» INPUT FOR THIS TASK
-*-

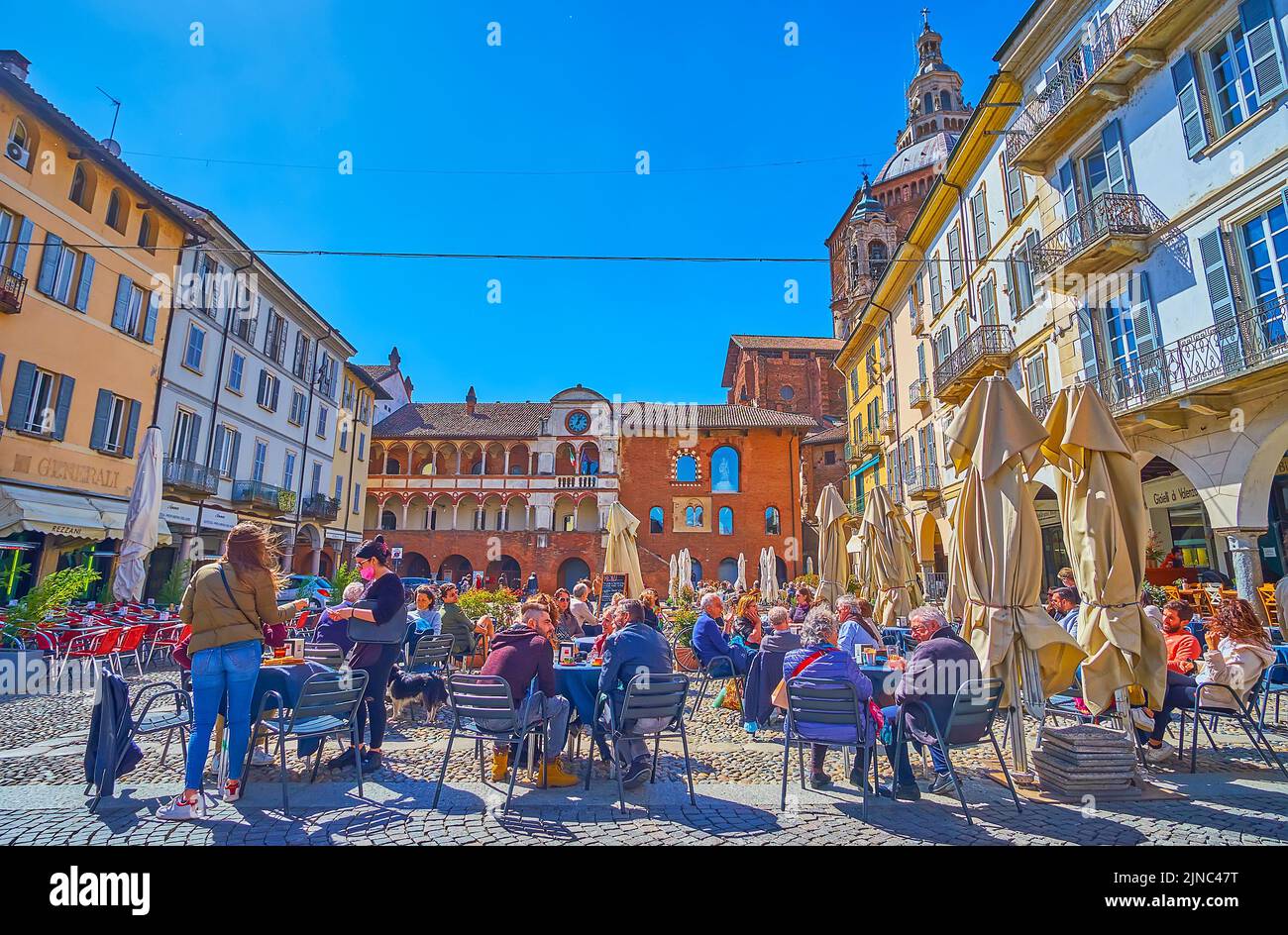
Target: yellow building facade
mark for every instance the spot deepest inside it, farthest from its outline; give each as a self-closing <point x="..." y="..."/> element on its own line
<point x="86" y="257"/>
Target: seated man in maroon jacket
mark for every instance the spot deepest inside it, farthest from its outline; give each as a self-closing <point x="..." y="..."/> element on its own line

-*-

» REQUEST
Render the records from the line containing "Target: seated man in maroon jacket" through the end of the records, both inclusive, as a JSON list of strings with one string per line and blank lines omitted.

» WRITTEN ANSWER
[
  "Target: seated man in maroon jacket",
  "mark for every instance the spot deepest inside it, farthest from its outline; give each as a self-closing <point x=\"...\" y=\"...\"/> element on its own line"
]